Task data:
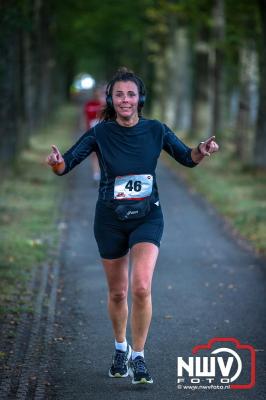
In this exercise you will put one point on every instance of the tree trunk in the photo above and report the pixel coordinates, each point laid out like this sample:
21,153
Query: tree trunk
217,68
259,158
200,118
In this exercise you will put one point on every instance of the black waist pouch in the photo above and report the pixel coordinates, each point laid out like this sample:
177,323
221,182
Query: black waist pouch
131,209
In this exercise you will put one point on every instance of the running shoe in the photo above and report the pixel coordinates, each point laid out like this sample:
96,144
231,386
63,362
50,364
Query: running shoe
119,366
138,371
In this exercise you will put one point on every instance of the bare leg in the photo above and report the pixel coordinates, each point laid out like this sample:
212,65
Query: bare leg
117,279
143,256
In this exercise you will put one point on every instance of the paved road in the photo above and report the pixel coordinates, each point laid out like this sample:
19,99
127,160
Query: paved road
206,285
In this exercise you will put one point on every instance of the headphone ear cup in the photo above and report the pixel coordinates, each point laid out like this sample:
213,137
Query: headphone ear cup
109,100
142,99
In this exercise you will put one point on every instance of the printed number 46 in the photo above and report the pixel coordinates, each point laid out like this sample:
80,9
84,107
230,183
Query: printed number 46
133,185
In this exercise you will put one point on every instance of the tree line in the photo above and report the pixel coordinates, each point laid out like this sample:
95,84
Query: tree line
203,63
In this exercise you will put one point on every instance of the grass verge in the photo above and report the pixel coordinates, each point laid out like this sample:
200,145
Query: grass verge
29,207
238,194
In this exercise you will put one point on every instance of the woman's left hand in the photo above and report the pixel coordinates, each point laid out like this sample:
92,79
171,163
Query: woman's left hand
208,147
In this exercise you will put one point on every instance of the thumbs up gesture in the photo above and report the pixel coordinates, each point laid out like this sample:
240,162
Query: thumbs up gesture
55,157
208,147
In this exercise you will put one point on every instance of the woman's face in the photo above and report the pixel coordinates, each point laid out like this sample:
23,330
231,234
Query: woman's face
125,99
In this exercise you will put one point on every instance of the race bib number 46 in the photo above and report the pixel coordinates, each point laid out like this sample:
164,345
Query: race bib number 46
135,187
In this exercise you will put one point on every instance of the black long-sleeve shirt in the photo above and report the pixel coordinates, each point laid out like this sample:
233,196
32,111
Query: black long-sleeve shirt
125,151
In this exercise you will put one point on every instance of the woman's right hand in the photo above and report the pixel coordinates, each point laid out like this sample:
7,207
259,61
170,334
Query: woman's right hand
55,157
55,160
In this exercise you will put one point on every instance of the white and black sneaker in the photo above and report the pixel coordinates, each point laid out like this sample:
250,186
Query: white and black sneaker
119,366
138,371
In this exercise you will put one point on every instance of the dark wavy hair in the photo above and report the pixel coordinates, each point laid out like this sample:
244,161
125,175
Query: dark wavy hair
122,74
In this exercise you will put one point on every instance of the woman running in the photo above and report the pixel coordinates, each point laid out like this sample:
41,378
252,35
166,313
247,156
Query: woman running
128,223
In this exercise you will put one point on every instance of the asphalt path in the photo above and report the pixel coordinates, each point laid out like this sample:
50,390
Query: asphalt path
207,284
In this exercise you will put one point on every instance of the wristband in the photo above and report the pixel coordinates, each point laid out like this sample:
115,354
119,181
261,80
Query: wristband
198,148
57,167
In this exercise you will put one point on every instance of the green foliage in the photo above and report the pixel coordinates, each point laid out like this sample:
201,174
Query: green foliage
29,206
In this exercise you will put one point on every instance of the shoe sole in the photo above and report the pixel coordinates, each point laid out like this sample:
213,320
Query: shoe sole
117,375
141,382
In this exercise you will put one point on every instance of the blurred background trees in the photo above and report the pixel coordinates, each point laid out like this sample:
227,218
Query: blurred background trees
203,63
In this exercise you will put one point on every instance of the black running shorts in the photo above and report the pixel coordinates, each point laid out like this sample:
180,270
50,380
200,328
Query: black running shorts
114,237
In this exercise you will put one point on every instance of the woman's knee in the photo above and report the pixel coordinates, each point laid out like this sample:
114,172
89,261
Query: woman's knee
118,296
141,292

Problem statement:
Restate the records above word for word. Skip every picture.

Answer to this exercise:
In this exercise you will put one point on every instance of the tree trunk in the photo above and report the pixel coordinates, each point laid out like this sample:
21,153
Query: tree trunk
217,68
259,158
200,118
In this exercise you will put one point on every instance of the black waist pouch in the photo above and report the pixel coordinates, each point laid out like this sample:
177,323
221,182
Query: black waist pouch
131,209
In this exercise you will put one point on every instance of the running shoe in the photo above and report the pixel coordinates, each point laid out like this sample:
96,144
231,386
63,362
50,364
Query: running shoe
119,366
138,371
In this exercise you will put one point on every instance of the bare leg in the photo above and report the pixel coordinates, each point laid out like this sample:
212,65
Query: bare leg
117,279
143,256
In this exercise you will put one point on every instance of the paved road in the photo above and report the pixel coordinates, each point laid out like this sample:
19,99
127,160
Query: paved road
206,285
In this exercise you will put one point on every instance of the headphone ear cup in the photo above and report the pixel coordinates, each point laid out like this sample:
213,137
Query: headphone ear cup
109,100
142,99
In this exercise you will put one point on every instance of the printed number 46 in the photo above and report the pixel coordinates, each point laid out like this sample:
80,9
84,107
230,183
Query: printed number 46
133,185
In this exercise you will put one point on every instance of the tree line in the photo above and report the pixel coordinates, each point laid out like this sample:
95,84
Query: tree line
203,63
In this exercise you will put one point on every instance of the grass verge in the photo above and report the pixel coordinates, each point laid out like this sample:
200,145
Query: grass verge
29,207
238,194
In this exercise you will put one point on every instance of the woman's left hand in the photo above and report the pixel coordinates, each point laid out like this sample:
92,79
171,163
Query: woman's left hand
208,147
In this exercise you will put one point on every instance of the thumbs up gesture in the photo above and report the pixel coordinates, each point laid out like this sample:
240,162
Query: thumbs up gesture
55,157
208,147
In this exercise you will put one point on every instance of the woman's face in the photo above and report the pixel coordinates, each point laid out like this sample:
23,330
231,234
Query: woman's face
125,99
In this exercise you will put one point on every instance of the race bib number 46 in the photo above and report the pixel coordinates, each point laid out like this sample:
164,345
Query: race bib number 46
135,187
In this exercise you will put one point on every instance of the black long-sleeve shirt in the photo above and report the pixel coordinates, each point laid out like this sample:
233,196
32,111
Query: black long-sleeve shirt
125,151
In this exercise you will put one point on every instance of the woman's right hand in the photo above and report the pixel coordinates, each point laid out like this sample:
7,207
259,61
170,334
Query: woman's right hand
55,157
55,160
In this exercise you will put one point on every instance of the white and black sneaker in the photo above and report the pixel coordinates, each point laid out like this sample:
250,186
Query: white and black sneaker
119,366
138,371
In this exercise you will put one point on every instance of the dark wavy hair in the photo above and report the pixel coordinates, each point laid out like this sample:
244,161
125,175
Query: dark wavy hair
122,74
In this exercise you will put one point on every instance of the woman running in the photo above and report the pixel coordinates, each point laid out like this sample:
41,378
252,35
166,313
247,156
Query: woman running
128,223
In this exercise you will put one point on every instance of the asphalt path in the photo above and report the pixel coordinates, each point laid out like this sample:
50,390
Query: asphalt path
207,284
In this exercise you will put one point on every instance of the wristband in the photo above and report the pixel coordinates, each point laid out like this sample:
115,354
119,181
261,80
Query: wristband
198,148
57,167
In this exercise you will put one point on every instance of the green foliage in the photo above and report the pixel coordinates, each point laid out like this sample:
201,174
Query: green foliage
29,206
In this exercise you will put one point on every instance of the shoe sole in the photo above and report the pixel coordinates, each point laid out like this sample:
213,320
Query: shoe sole
117,375
141,382
In this exercise you will put one point on every instance of the blurred background trees in the photo above and report the pixel coordinates, each point laid out like this sample:
227,218
Query: blurred background trees
203,63
In this exercise you will put one point on every instance of the black running shorts in the photo above and report the pixel coordinates, each point laid out like this sample:
180,270
50,380
200,328
Query: black running shorts
114,237
In this exercise you will put one point on every instance of the woman's knee in the photo above and report the pixel coordinates, each point laid out like this sample:
114,172
89,261
Query: woman's knee
118,296
141,292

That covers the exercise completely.